EXTRACTED TEXT>
At that point, one can imagine the fear and confusion that Simpson and Steele must have felt. They had provided the FBI with a large amount of credible information pointing to a huge, active operation by a hostile foreign power (with a history of deep government corruption, organized crime, and political assassinations) to support one U.S. Presidential candidate over the other. Yet bewilderingly, the FBI seemed to be publicly denying that any such operation was happening, and was instead taking unprecedented actions that would almost certainly undermine the campaign of the candidate that Russia hoped to defeat. At that moment, it certainly must have crossed the minds of Simpson and Steele that the FBI could possibly be somehow complicit in Russia’s operation or complicit with Trump’s Campaign. Realizing that the FBI knew the identities of the two men who could expose the operation – Simpson and Steele – must have resulted in an absolutely terrifying time for those two men.
Of course, the obvious questions concern the intersection of the Trump investigation and the Prevezon case. The fact that Fusion was doing paid work as part of opposition research campaign against Trump (with attention to Russia) at the same time that the Russian lawyer of Fusion’s client on another project met with Trump Campaign officials at Trump Tower to pass on research gathered by Fusion seems like an incredible coincidence. My gut tells me that it is exactly that – a coincidence – but it is certainly enough to reasonably warrant some of the “conspiracy theory” lines of questioning engaged in by House and Senate Republicans.

STORED RECORDS>
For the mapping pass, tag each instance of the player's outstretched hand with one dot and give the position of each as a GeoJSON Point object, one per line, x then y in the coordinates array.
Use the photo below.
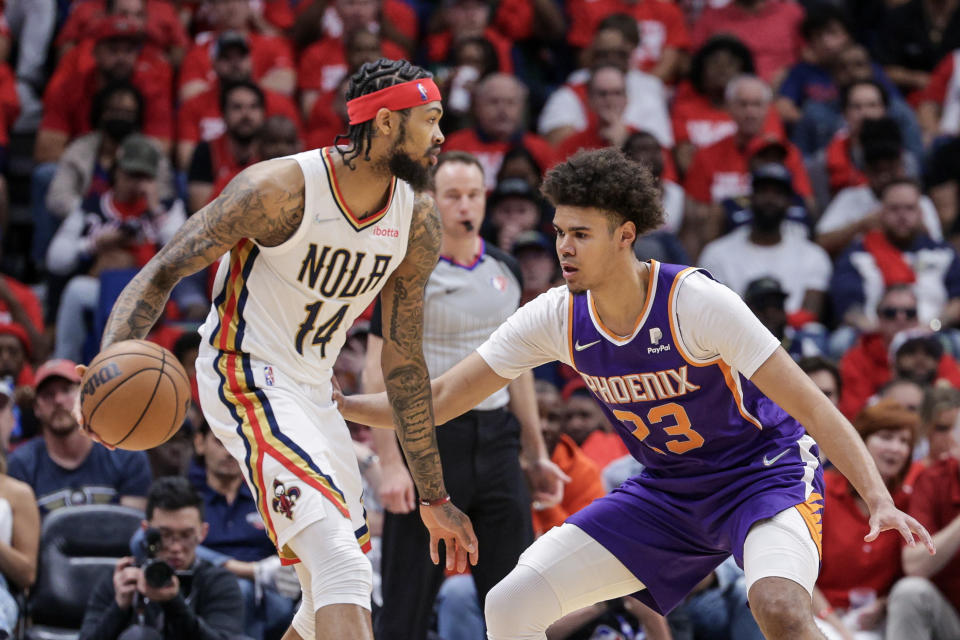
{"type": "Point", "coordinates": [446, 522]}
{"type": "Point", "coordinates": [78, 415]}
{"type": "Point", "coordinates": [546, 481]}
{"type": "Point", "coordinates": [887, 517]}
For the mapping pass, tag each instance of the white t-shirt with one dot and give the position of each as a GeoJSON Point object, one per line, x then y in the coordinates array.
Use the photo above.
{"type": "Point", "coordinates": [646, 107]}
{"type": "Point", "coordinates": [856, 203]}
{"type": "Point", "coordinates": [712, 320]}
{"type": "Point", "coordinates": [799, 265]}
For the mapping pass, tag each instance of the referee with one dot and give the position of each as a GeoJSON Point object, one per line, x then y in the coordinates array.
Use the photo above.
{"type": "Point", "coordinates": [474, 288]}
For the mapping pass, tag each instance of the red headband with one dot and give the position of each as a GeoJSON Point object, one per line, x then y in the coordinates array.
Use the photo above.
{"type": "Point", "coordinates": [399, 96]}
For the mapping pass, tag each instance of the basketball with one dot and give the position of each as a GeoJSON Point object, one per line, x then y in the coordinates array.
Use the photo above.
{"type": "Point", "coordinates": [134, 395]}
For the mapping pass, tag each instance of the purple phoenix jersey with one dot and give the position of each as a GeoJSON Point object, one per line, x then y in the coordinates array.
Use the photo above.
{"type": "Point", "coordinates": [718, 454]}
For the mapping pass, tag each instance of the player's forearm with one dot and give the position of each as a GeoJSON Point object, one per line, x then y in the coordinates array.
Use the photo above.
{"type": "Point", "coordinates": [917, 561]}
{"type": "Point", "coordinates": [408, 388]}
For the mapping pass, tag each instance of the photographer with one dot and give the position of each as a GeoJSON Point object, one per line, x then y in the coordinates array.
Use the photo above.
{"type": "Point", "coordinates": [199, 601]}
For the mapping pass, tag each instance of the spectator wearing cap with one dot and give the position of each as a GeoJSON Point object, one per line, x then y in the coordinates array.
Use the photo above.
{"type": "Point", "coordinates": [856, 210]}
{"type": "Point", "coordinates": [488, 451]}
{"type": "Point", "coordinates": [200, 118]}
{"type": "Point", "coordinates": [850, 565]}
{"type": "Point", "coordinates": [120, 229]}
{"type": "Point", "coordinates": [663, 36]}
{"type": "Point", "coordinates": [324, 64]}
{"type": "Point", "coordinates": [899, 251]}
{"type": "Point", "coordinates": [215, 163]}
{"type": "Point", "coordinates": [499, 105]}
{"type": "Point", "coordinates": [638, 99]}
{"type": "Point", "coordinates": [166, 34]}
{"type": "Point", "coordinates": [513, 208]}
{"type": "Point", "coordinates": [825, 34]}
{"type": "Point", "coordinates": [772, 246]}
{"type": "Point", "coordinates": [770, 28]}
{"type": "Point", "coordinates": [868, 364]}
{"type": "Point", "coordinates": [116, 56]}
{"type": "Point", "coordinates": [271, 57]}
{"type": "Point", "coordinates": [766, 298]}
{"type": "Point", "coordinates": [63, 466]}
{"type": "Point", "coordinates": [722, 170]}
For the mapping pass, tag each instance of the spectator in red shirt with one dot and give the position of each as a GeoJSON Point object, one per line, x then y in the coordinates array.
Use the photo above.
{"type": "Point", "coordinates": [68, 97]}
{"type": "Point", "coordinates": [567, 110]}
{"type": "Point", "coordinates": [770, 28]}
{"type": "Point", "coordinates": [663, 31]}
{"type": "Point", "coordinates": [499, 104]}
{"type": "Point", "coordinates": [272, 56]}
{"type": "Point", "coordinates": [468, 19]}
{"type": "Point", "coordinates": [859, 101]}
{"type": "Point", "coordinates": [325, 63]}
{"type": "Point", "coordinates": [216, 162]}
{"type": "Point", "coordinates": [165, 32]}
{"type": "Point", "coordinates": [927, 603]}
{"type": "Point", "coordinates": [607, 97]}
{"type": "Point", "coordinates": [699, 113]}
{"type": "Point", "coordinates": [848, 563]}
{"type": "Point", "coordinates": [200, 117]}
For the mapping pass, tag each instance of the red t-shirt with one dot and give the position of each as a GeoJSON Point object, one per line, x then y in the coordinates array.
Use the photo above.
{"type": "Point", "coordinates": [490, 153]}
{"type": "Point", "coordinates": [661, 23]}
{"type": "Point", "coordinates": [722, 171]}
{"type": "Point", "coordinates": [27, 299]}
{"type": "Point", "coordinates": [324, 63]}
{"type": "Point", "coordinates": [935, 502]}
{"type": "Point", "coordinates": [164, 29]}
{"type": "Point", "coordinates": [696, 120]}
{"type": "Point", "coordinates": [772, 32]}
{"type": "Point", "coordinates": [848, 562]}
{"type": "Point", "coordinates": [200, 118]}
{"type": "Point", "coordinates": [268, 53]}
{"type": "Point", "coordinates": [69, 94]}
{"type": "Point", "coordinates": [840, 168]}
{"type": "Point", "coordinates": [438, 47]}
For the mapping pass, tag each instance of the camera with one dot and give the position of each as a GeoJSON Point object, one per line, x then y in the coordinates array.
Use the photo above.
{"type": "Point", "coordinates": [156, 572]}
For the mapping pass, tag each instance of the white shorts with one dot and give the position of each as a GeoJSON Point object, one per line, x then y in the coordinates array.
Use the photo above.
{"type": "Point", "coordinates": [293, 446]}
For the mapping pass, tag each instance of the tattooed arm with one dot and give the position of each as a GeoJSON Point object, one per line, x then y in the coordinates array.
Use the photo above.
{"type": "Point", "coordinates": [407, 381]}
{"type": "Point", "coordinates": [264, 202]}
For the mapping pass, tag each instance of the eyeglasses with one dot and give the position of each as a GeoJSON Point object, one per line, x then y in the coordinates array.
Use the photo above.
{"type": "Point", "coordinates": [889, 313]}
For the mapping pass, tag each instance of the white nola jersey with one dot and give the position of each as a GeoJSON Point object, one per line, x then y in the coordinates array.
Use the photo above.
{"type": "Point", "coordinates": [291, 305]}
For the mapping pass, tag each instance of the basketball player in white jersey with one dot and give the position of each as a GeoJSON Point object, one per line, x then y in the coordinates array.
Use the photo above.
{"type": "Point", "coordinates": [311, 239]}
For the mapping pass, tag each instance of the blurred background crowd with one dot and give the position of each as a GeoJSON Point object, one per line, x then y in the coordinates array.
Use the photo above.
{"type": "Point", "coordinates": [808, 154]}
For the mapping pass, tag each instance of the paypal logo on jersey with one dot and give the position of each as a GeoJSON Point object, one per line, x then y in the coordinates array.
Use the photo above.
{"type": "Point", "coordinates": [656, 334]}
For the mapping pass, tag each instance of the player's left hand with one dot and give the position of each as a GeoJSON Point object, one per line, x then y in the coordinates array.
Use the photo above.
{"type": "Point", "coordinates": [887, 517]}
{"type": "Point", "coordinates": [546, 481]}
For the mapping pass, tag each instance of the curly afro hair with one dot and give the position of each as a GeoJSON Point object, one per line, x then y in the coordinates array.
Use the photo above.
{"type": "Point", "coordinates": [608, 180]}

---

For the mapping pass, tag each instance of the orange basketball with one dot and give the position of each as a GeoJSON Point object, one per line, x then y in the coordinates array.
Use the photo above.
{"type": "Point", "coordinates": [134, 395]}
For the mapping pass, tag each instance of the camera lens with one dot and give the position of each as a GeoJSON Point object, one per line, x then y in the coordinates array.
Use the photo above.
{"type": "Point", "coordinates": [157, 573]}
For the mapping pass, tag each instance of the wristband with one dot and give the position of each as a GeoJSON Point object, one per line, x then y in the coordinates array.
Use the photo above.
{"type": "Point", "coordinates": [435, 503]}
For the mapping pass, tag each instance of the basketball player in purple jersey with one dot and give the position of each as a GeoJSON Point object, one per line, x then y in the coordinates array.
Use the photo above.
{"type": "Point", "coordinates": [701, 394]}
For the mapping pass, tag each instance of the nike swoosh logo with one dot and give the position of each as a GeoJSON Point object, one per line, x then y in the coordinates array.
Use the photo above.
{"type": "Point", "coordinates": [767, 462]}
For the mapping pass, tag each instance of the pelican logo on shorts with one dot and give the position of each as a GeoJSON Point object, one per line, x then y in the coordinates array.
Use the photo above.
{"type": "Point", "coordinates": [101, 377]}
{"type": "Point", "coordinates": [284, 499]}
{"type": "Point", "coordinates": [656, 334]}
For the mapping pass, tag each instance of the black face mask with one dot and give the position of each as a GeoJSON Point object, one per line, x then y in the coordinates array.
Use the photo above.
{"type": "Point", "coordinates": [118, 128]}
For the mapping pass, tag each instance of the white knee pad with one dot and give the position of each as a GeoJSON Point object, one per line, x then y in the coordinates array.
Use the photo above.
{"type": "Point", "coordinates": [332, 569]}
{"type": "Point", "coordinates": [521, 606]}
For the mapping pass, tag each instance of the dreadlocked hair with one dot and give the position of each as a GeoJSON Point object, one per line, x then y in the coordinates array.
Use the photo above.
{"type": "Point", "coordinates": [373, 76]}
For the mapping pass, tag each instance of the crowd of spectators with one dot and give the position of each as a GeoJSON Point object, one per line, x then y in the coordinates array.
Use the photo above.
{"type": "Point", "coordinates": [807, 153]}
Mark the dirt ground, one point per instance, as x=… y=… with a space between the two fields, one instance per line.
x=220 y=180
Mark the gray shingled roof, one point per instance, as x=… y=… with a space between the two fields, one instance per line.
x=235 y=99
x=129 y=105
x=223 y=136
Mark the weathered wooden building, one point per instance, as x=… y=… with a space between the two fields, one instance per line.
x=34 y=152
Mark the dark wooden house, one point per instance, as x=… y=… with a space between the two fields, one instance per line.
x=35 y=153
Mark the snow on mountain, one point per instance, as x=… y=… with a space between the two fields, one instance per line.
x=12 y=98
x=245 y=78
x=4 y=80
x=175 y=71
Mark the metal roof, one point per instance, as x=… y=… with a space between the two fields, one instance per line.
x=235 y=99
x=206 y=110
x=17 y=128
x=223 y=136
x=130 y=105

REQUESTS>
a) Write out the part of the passage on Simpson, Steele and the FBI starting with "Of course, the" and going on through "and Senate Republicans.", reproducing it word for word.
b) Extend the commentary on Simpson, Steele and the Trump investigation, beginning after its final sentence.

OUTPUTS IN ORDER>
a)
Of course, the obvious questions concern the intersection of the Trump investigation and the Prevezon case. The fact that Fusion was doing paid work as part of opposition research campaign against Trump (with attention to Russia) at the same time that the Russian lawyer of Fusion’s client on another project met with Trump Campaign officials at Trump Tower to pass on research gathered by Fusion seems like an incredible coincidence. My gut tells me that it is exactly that – a coincidence – but it is certainly enough to reasonably warrant some of the “conspiracy theory” lines of questioning engaged in by House and Senate Republicans.

b)
Another area that seems odd is the chance meeting between British citizen Sir Andrew Wood and U.S. Senator John McCain (R-AZ) after the election. According to a U.S. Representative questioning Simpson, Wood was an associate of Orbis, the company that Steele worked for. Wood bumped into McCain at a security conference in Nova Scotia and notified him of Fusion’s Trump investigation.
It seems reasonable to assume that Steele was the one who had informed Wood about the Trump research. Not knowing Wood’s role at Orbis, it may also have been reasonable for Wood to have been attending a security conference. However, the fact that Rinat Akhmetshin (Natalia Veselnitskaya‘s hired lobbyist who had been at the Trump Tower meeting) was on the roster of attendees at that same conference seems highly coincidental. Akhmetshin might have seen the event as a place to meet U.S. legislators and lobby them on behalf of HRAGI, but his surfacing at this particular event under these particular circumstances raises additional questions.
Despite these oddities, Simpson truly comes across as a credible and forthcoming witness, and it is difficult to be suspicious of him given how thoroughly and readily he responded to questions. At times, he seemed to be pushing back against his lawyers’ advice because he wanted to give even more information. It is also difficult to believe that the information that Fusion uncovered about Donald Trump does not point to an undisclosed history of potentially illegal or unethical activities between Trump and the Russians, knowledge of which would almost certainly have made its way back to the Kremlin for blackmail purposes.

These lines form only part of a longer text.